» **Given task**
All of the material below is to be repeated exactly.

» **Records for this task**
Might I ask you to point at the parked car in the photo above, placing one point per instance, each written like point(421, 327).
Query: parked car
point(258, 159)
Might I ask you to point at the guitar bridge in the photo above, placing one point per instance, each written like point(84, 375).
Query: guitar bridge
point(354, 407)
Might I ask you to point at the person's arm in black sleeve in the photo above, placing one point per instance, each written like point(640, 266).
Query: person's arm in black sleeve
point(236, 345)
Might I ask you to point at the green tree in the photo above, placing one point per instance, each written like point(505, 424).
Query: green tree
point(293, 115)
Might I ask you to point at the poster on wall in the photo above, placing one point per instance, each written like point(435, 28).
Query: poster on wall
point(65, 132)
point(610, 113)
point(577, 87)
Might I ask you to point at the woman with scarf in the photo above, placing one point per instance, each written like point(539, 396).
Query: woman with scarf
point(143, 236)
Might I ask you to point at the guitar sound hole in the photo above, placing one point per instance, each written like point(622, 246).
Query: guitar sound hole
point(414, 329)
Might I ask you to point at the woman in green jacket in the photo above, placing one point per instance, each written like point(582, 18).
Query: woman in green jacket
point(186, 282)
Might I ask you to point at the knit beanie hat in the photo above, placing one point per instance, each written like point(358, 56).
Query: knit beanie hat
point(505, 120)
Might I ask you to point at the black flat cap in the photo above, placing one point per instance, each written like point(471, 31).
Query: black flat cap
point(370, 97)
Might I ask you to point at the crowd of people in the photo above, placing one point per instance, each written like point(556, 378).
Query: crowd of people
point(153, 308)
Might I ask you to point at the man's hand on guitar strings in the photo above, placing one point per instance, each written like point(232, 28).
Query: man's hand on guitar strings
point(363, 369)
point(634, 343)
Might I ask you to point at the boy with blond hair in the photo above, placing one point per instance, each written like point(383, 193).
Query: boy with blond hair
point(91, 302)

» **Result of the exercise**
Might I ask you to point at the parked car in the photo above, placing one point per instance, each written like point(421, 327).
Query: parked car
point(258, 159)
Might I ask you to point at the guitar bridge in the photo above, placing one point per instance, each written like point(84, 375).
Query: guitar bridge
point(354, 407)
Might I ask you to point at the person's arm in black sleeve in the photo above, placing one point per instance, each written like point(640, 266).
Query: person's arm in black sleeve
point(236, 345)
Might I ask you to point at the green tree in the photo above, placing one point per instance, each written like point(505, 424).
Query: green tree
point(293, 115)
Might I ask you to point at the poster on wall in the photo above, placing one point per instance, each written like point(435, 28).
Query: poster on wall
point(65, 132)
point(610, 113)
point(577, 87)
Might I ask you to point at the woman with scarf in the photo above, placing one point per instance, each written like point(539, 396).
Query: woman with scarf
point(143, 236)
Might I ask you to point at the guitar sound hole in the photo above, placing one point per instance, each written like point(622, 246).
Query: guitar sound hole
point(414, 329)
Might I ask you to point at the woman in green jacket in the photo above, placing one point per instance, each written like point(582, 18).
Query: woman in green jacket
point(186, 282)
Might I ask you to point at the knit beanie hat in the photo above, placing one point per instance, each written like point(358, 56).
Query: knit beanie hat
point(505, 120)
Might I ask you to point at the black flat cap in the photo above, placing one point per instance, each written like point(471, 31).
Query: black flat cap
point(370, 97)
Might I ask you to point at the crowd of people in the photo above, placing one point per instance, each written like point(556, 378).
Query: crowd of people
point(153, 308)
Might I ask you to point at the man's hand on guitar strings in the photo above, placing one point per instance, each written like point(232, 28).
Query: man's hand on guitar strings
point(363, 369)
point(634, 343)
Might I ask you to point at the boy with blond hair in the photo above, placing one point per instance, each written like point(383, 193).
Query: boy with blond hair
point(91, 302)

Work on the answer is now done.